Records of labeled boxes
◆ ◆ ◆ ◆
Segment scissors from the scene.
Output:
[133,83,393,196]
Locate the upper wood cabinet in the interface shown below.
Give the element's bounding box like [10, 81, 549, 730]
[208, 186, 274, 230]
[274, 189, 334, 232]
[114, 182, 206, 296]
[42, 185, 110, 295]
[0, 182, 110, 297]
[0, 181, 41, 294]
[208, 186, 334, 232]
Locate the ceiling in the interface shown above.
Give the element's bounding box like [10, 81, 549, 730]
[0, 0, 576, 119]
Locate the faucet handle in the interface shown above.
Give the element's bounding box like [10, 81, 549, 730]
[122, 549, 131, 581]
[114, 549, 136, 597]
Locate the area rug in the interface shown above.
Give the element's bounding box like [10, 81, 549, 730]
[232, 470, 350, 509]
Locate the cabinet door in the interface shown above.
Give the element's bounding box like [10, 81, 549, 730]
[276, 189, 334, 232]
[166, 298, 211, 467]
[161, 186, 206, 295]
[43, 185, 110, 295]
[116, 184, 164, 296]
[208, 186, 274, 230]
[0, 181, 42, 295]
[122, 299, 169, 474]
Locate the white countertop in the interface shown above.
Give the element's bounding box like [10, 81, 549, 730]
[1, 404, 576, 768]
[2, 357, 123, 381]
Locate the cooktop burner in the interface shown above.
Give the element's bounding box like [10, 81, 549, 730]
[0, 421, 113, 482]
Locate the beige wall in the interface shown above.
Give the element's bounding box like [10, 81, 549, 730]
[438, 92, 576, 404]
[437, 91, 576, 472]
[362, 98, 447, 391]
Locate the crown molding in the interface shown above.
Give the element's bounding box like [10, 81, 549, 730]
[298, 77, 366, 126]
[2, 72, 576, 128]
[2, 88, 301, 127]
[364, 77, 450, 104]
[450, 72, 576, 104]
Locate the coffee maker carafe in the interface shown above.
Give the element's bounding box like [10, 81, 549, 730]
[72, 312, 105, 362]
◆ ◆ ◆ ◆
GIVEN TASK
How many lines in the items above contain the string "interface"? Case counts; reply with the number alone.

WRITTEN REPLY
10